§ **Records from a data collection**
++++

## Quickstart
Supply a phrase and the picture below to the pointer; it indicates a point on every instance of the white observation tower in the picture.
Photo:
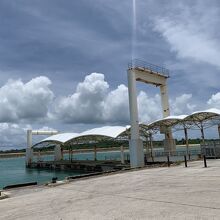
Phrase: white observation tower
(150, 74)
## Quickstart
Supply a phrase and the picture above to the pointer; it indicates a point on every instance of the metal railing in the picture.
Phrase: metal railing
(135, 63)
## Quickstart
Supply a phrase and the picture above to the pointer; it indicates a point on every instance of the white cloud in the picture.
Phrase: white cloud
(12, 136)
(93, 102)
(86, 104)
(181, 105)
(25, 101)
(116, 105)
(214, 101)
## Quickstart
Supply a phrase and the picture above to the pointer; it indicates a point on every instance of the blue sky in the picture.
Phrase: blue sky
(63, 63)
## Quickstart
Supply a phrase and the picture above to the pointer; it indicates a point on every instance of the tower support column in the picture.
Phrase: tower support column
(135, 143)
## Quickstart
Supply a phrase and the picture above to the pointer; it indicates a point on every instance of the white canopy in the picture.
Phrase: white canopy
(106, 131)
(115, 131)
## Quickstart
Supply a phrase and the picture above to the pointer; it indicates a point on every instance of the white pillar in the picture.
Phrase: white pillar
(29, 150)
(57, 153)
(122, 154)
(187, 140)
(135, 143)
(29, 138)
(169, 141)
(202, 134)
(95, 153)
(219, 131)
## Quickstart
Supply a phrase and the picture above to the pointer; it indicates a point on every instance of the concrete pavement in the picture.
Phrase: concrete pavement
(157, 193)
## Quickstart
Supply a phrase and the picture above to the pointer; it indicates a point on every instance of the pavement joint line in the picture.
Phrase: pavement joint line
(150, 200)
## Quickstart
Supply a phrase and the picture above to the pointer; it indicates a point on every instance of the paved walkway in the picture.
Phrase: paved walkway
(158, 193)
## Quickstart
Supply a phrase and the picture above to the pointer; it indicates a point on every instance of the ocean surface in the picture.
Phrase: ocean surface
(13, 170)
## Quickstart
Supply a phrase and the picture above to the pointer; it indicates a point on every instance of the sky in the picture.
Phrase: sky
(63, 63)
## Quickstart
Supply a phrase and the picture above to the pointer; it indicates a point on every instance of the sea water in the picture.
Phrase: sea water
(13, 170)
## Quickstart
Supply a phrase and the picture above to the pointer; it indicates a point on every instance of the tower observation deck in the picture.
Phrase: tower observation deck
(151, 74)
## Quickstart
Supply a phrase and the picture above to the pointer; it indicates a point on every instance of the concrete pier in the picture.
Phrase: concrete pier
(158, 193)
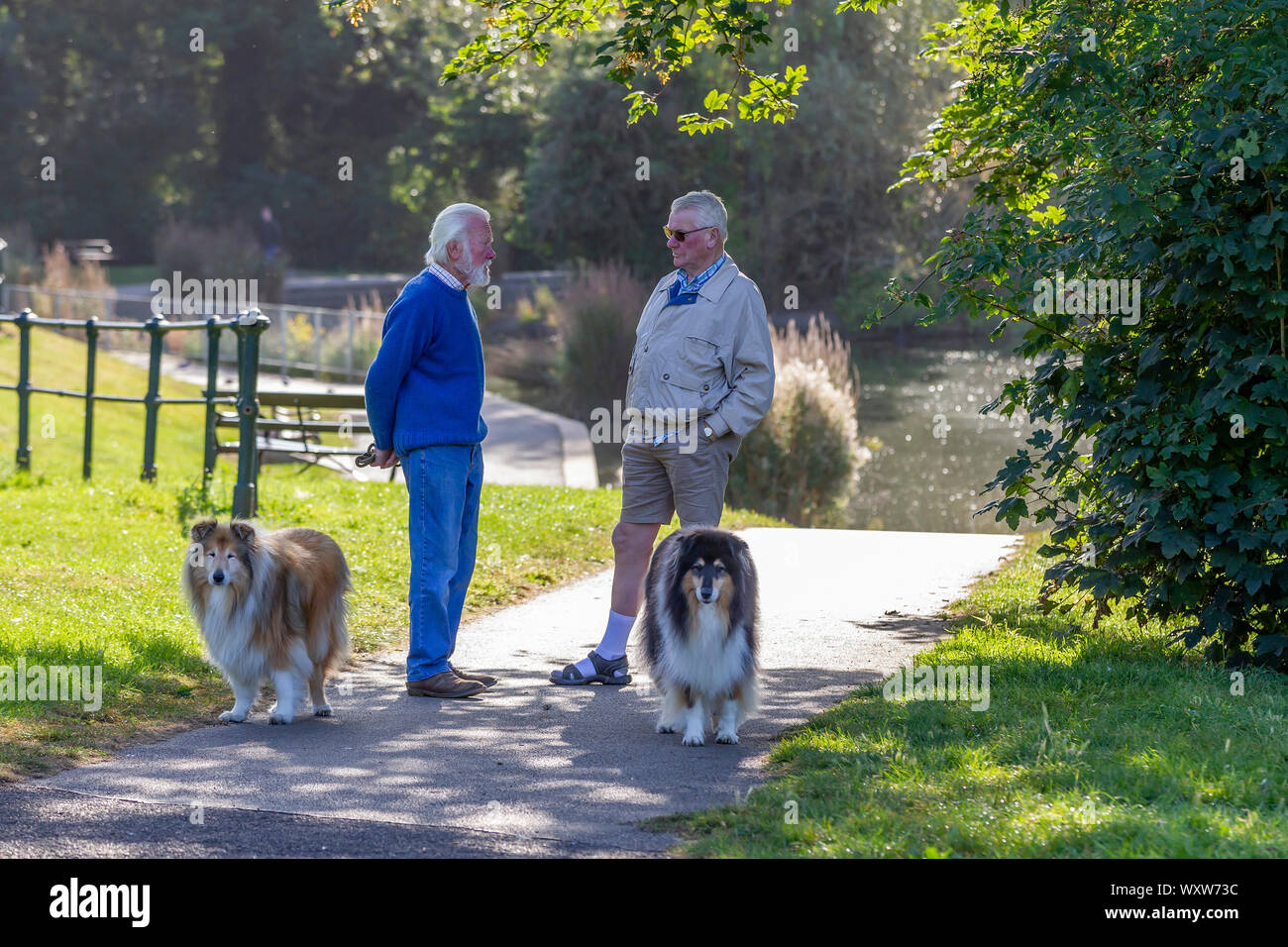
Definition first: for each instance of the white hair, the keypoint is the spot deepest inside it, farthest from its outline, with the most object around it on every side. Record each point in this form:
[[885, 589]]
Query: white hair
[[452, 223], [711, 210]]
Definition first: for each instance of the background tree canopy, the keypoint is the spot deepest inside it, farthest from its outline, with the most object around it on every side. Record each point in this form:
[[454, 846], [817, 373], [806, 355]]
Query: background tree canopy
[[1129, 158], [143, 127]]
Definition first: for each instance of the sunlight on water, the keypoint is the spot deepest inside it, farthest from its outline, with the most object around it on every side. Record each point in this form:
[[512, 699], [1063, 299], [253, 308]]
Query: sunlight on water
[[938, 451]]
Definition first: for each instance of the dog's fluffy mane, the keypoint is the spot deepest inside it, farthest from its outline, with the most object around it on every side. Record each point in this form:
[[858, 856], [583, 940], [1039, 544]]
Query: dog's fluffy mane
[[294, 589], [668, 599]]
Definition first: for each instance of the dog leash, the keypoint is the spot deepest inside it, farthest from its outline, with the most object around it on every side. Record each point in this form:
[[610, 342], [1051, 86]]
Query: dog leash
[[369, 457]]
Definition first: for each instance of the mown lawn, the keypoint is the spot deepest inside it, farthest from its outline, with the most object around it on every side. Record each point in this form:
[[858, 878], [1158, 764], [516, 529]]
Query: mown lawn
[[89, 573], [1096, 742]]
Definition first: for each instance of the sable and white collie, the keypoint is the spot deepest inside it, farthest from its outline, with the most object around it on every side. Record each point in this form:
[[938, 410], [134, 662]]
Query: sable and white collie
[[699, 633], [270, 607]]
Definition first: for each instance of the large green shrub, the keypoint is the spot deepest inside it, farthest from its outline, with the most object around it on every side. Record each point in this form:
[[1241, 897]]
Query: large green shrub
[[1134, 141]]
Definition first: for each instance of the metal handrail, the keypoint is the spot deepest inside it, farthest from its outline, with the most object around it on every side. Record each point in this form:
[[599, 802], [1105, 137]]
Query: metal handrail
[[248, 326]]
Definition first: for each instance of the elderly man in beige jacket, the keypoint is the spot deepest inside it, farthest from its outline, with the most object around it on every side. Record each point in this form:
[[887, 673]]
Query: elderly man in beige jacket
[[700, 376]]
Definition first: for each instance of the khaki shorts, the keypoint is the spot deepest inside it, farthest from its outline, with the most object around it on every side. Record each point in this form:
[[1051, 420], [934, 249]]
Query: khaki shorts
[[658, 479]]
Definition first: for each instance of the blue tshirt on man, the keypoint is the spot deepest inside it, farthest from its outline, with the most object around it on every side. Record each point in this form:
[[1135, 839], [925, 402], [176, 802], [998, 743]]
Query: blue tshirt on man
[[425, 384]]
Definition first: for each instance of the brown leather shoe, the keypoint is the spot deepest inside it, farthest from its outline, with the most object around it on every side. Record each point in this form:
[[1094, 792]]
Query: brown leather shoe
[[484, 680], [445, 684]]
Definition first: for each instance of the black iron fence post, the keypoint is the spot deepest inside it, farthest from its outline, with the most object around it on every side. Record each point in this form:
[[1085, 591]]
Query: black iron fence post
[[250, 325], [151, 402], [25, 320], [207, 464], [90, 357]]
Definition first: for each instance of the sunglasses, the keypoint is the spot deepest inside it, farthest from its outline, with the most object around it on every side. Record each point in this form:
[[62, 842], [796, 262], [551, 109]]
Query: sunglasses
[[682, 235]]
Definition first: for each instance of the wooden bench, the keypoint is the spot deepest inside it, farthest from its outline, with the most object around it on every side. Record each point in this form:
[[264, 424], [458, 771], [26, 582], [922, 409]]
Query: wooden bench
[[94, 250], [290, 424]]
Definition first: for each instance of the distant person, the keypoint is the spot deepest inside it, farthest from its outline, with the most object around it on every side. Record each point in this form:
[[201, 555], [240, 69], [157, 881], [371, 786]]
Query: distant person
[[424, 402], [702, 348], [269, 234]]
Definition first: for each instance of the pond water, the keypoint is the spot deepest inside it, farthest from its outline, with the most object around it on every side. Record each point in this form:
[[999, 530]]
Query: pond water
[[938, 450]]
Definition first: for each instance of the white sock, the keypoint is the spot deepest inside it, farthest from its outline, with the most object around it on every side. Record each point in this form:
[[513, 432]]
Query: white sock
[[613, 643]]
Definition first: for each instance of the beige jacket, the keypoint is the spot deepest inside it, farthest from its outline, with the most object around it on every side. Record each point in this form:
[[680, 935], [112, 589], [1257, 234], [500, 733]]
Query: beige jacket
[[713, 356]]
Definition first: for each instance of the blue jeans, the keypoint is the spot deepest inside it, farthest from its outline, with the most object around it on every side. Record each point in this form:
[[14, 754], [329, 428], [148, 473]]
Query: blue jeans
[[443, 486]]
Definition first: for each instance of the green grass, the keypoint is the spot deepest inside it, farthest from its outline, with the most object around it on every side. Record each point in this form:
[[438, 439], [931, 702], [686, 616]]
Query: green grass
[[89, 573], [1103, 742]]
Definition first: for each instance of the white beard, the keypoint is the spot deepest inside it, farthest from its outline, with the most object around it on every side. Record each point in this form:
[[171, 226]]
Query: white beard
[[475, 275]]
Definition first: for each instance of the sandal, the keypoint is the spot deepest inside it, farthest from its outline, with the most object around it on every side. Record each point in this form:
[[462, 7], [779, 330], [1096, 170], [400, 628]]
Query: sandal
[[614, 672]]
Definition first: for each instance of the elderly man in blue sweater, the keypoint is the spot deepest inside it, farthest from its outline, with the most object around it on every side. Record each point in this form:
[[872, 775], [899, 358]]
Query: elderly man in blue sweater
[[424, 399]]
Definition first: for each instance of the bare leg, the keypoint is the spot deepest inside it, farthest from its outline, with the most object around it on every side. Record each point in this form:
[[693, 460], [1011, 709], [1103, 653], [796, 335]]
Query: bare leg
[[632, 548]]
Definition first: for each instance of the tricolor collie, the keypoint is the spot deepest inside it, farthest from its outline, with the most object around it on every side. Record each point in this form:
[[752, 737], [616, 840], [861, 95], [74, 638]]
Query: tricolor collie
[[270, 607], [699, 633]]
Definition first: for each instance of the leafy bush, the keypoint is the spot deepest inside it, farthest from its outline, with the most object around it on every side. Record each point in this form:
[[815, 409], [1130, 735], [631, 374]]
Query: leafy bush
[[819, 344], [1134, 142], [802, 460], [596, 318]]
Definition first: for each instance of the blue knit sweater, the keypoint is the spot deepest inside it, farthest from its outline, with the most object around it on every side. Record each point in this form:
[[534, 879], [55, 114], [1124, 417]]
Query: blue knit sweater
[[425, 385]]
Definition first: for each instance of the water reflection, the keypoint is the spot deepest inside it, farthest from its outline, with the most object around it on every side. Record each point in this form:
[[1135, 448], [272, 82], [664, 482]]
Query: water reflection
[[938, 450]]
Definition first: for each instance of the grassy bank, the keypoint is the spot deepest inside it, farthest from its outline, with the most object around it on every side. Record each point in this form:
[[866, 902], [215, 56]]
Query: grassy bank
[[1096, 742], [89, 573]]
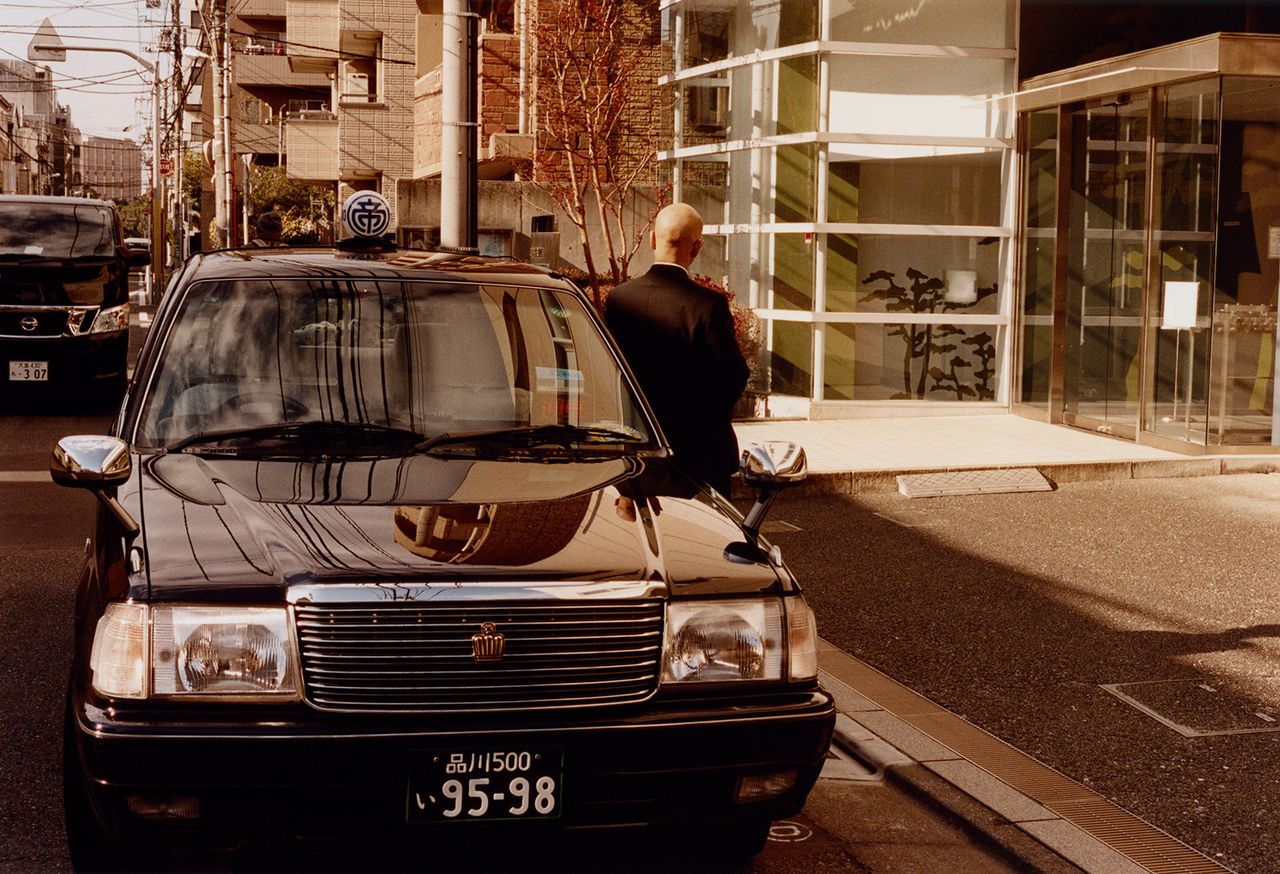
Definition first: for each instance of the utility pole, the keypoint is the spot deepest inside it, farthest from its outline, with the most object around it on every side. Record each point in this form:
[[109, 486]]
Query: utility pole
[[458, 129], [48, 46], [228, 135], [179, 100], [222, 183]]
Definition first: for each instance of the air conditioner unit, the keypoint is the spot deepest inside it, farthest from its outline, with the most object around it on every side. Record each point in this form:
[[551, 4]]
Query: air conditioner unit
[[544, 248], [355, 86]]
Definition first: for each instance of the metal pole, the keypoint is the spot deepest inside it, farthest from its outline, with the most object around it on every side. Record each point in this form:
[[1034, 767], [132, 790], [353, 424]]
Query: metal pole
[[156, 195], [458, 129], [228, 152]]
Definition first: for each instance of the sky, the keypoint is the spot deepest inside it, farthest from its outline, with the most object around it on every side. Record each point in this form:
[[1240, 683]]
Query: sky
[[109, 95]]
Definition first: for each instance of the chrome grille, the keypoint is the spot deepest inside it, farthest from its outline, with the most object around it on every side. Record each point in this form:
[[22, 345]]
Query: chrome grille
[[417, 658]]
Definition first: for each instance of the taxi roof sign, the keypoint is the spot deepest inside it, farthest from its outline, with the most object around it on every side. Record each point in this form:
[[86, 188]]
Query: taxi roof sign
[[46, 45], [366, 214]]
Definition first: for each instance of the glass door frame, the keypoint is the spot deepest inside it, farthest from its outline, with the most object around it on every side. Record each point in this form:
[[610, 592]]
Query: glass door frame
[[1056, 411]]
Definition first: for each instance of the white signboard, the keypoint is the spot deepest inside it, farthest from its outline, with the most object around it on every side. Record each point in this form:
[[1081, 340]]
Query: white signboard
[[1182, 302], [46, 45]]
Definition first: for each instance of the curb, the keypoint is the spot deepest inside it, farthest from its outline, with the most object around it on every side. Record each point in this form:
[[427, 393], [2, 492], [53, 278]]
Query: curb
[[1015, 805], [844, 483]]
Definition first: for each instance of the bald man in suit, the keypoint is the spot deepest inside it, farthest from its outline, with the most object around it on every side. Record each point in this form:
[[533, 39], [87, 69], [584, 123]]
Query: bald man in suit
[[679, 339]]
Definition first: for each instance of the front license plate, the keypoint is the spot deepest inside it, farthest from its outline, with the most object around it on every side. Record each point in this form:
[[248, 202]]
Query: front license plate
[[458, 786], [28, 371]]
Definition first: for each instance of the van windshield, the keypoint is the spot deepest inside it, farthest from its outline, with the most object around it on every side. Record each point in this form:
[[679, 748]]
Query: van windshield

++++

§ **Aim of the task**
Output the lines above, from the line containing "Definition first: for each instance of the white signboard, the" through the line containing "[[1182, 302], [46, 45]]", as a Markdown table with the columns Number and Text. Number each line and leave out any blank lines.

§ **Right answer**
| Number | Text |
|---|---|
| 1 | Definition first: for each instance of the white signboard, the keypoint is the spot deepest inside it, farthest from its outline, with the most object around it on every side. Record each point in this form: |
| 2 | [[1081, 340]] |
| 3 | Query: white signboard |
| 4 | [[1182, 302], [46, 45]] |